Interdiction des suppléments aux BIM : une mesure doublement discriminante (Dr Luc Herry, ABSyM)

L’accord médico-mutualiste est finalement signé. Une des questions qui ont fait débat était celle de l’interdiction totale de demander des suppléments d’honoraires aux patients bénéficiaires de l’intervention majorée (BIM). Le Docteur Luc Herry, vice-président de l’ABSyM et représentant des généralistes, a participé aux négociations. Il nous explique quelles auraient été les conséquences d’une interdiction totale telle que l’envisageait le ministre Vandebroucke.

La question des suppléments demandés aux patients BIM a fait l’objet de longs débats lors des récentes négociations sur l’accord médico-mutualiste pour 2024-2025. On se souvient de la volonté affichée du ministre Vandenbroucke d’interdire totalement ces suppléments. En réalité cette interdiction totale allait introduire une discrimination entre médecins.

# # # #

- Questions sur le texte
a. Répondez aux questions suivantes à partir du texte sur les suppléments aux patients BIM :
(i) Quelles fonctions le Dr Luc Herry exerce-t-il ?
(ii) Pour quelle période l'accord médico-mutualiste a-t-il été négocié ?
(iii) Entre qui l'interdiction totale allait-elle introduire une discrimination ?
b. Reprenez le texte sur les suppléments aux patients BIM à la suite de sa dernière phrase.
Les enregistrements n'interviennent pas ici.

- Enregistrements affichés
# # # #

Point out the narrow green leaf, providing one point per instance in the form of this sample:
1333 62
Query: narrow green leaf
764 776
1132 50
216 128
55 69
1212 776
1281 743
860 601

# # # #

- Résultats par tâche
a.
(i) Vice-président de l'ABSyM et représentant des généralistes.
(ii) 2024-2025.
(iii) Entre médecins.

b.
Les médecins hospitaliers sont tenus de se conformer aux règles qui régissent la médecine hospitalière et aux règles internes à l’hôpital dans lequel ils exercent leur art. Demander des suppléments aux patients ou s’abstenir d’en demander ne dépend finalement pas vraiment d’eux, du moins s’ils ont un statut de salariés. Dans ces conditions, l’interdiction de demander des suppléments aux BIM n’a pas d’impact sur leur revenu. Par contre lorsqu’il s’agit d’une pratique à l’extérieur de l’hôpital, qu’il s’agisse de spécialiste ou de généraliste, il en va tout autrement. Les généralistes sont par des définition des médecins qui pratiquent en dehors du milieu hospitalier. Ils se seraient vus privés d’une partie importante de leurs revenus, alors que les confrères hospitaliers n’auraient pas subi cette diminution.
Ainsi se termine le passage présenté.